EXERCISE DETAILS - Copy the passage below about Nandi word for word, from start to finish.

SOURCE TEXT -

=== Section Start ===

Nandi is the daughter of Aminisha Black and Jitu Weusi —leaders in Brooklyn of the Black Arts Movement of the 60s and 70s; founders of New York’s first independent private school for black students; and strong advocates for culturally relevant, community-led schools.


It was here, nestled in Brooklyn’s activist precincts (long before the arrival of foie-gras doughnuts and prenatal yoga classes), that Nandi, alongside a crew of five sisters and four brothers, learned the values that would usher her into law school as a stand-out student in name—sharing hers with the mother of the Zulu king, Shaka—and academic success.



Nandi, having completed a rigorous baccalaureate program in Business Management and Law, began her professional career in the banking industry. After more than a decade in the New York banking sector, Nandi was recruited to leadership of the New York City Teachers’ Retirement System as a Manager; a position she held until 2005.

=== Section End ===

DATA RECORDS -
=== Section Start ===

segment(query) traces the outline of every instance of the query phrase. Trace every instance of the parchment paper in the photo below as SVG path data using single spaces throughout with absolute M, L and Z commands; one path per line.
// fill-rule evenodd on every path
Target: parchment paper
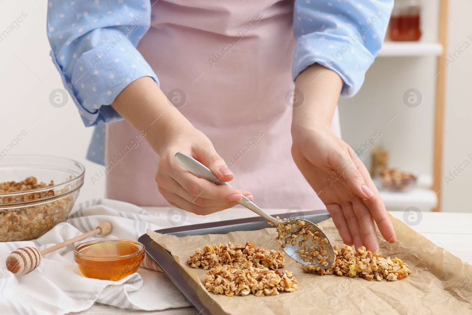
M 395 281 L 368 281 L 363 278 L 308 273 L 286 255 L 286 267 L 298 281 L 298 290 L 276 296 L 257 297 L 253 294 L 227 297 L 207 291 L 202 281 L 207 271 L 195 269 L 187 260 L 197 247 L 205 244 L 244 244 L 279 249 L 274 229 L 177 238 L 160 235 L 155 241 L 170 251 L 188 273 L 189 281 L 197 281 L 200 294 L 208 294 L 226 314 L 471 314 L 472 265 L 463 262 L 446 250 L 390 216 L 397 241 L 388 243 L 378 230 L 383 256 L 397 257 L 408 264 L 412 272 Z M 333 245 L 344 246 L 332 220 L 320 222 Z M 152 232 L 154 233 L 154 232 Z M 464 250 L 470 250 L 464 248 Z

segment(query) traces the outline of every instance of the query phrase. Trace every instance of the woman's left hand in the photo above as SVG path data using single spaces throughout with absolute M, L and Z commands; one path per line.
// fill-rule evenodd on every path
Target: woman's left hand
M 385 239 L 396 239 L 365 166 L 331 130 L 343 84 L 336 72 L 318 64 L 298 75 L 296 93 L 302 94 L 305 101 L 293 111 L 292 155 L 326 205 L 344 243 L 374 251 L 379 249 L 375 222 Z
M 365 166 L 329 126 L 313 125 L 293 129 L 292 154 L 326 205 L 343 241 L 356 248 L 376 250 L 375 221 L 385 239 L 395 242 L 393 227 Z

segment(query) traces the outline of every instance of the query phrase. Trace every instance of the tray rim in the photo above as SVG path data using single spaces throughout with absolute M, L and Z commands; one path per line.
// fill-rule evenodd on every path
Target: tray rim
M 301 215 L 300 216 L 304 217 L 307 215 L 310 215 L 313 214 L 328 214 L 328 217 L 330 217 L 329 213 L 325 209 L 303 211 L 303 215 Z M 284 219 L 285 218 L 290 218 L 293 215 L 293 214 L 291 213 L 288 213 L 276 214 L 274 216 L 278 215 L 280 218 Z M 252 217 L 225 220 L 224 221 L 217 221 L 215 222 L 205 222 L 197 224 L 180 226 L 167 229 L 162 229 L 156 230 L 155 231 L 165 235 L 169 235 L 177 232 L 198 230 L 209 228 L 223 227 L 266 221 L 265 219 L 261 217 Z M 271 226 L 268 226 L 267 227 L 270 227 Z M 275 227 L 272 227 L 275 228 Z M 192 228 L 194 228 L 192 229 Z M 195 286 L 192 285 L 194 283 L 191 283 L 186 281 L 183 275 L 185 275 L 188 277 L 188 274 L 186 273 L 186 272 L 184 271 L 183 267 L 177 263 L 170 252 L 158 243 L 154 241 L 147 234 L 141 235 L 138 239 L 138 241 L 144 246 L 145 250 L 148 255 L 152 258 L 159 265 L 162 271 L 164 271 L 164 273 L 177 287 L 180 292 L 190 301 L 194 306 L 197 309 L 197 310 L 199 312 L 198 313 L 199 315 L 200 314 L 202 315 L 220 315 L 221 314 L 227 314 L 223 310 L 219 304 L 213 303 L 213 299 L 209 295 L 205 294 L 203 296 L 201 296 L 201 294 L 198 294 L 198 291 L 193 287 Z M 151 252 L 153 252 L 153 253 Z M 154 257 L 154 256 L 158 256 L 154 255 L 155 254 L 160 255 L 161 259 L 159 259 L 159 262 Z M 197 285 L 198 285 L 198 284 L 197 284 Z M 204 301 L 202 301 L 202 298 L 205 300 Z M 208 303 L 210 302 L 211 302 L 211 306 L 209 307 L 207 305 L 208 305 Z

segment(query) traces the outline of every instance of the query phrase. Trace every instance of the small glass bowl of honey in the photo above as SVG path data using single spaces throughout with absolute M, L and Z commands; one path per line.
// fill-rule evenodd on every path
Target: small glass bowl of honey
M 118 281 L 138 270 L 144 247 L 129 239 L 95 239 L 76 246 L 74 255 L 85 277 Z

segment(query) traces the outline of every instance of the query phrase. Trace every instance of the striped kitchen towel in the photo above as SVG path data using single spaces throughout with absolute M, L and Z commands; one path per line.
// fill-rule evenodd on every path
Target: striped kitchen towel
M 70 245 L 46 254 L 40 265 L 26 274 L 14 274 L 5 267 L 7 256 L 24 246 L 40 250 L 93 230 L 100 223 L 110 222 L 113 229 L 100 238 L 137 240 L 147 229 L 172 226 L 166 213 L 151 214 L 127 203 L 97 199 L 74 206 L 66 222 L 60 223 L 37 239 L 0 243 L 0 314 L 66 314 L 88 308 L 94 303 L 135 310 L 162 310 L 187 306 L 191 304 L 165 274 L 140 268 L 119 281 L 86 278 L 74 261 Z M 100 237 L 100 235 L 95 236 Z M 158 270 L 151 258 L 141 266 Z

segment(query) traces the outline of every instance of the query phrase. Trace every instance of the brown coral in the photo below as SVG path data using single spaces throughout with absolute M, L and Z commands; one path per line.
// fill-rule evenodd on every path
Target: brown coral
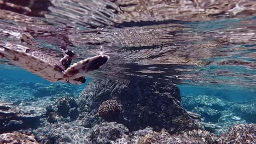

=== Section End ===

SOLUTION -
Nandi is the daughter of Aminisha Black and Jitu Weusi —leaders in Brooklyn of the Black Arts Movement of the 60s and 70s; founders of New York’s first independent private school for black students; and strong advocates for culturally relevant, community-led schools.


It was here, nestled in Brooklyn’s activist precincts (long before the arrival of foie-gras doughnuts and prenatal yoga classes), that Nandi, alongside a crew of five sisters and four brothers, learned the values that would usher her into law school as a stand-out student in name—sharing hers with the mother of the Zulu king, Shaka—and academic success.



Nandi, having completed a rigorous baccalaureate program in Business Management and Law, began her professional career in the banking industry. After more than a decade in the New York banking sector, Nandi was recruited to leadership of the New York City Teachers’ Retirement System as a Manager; a position she held until 2005.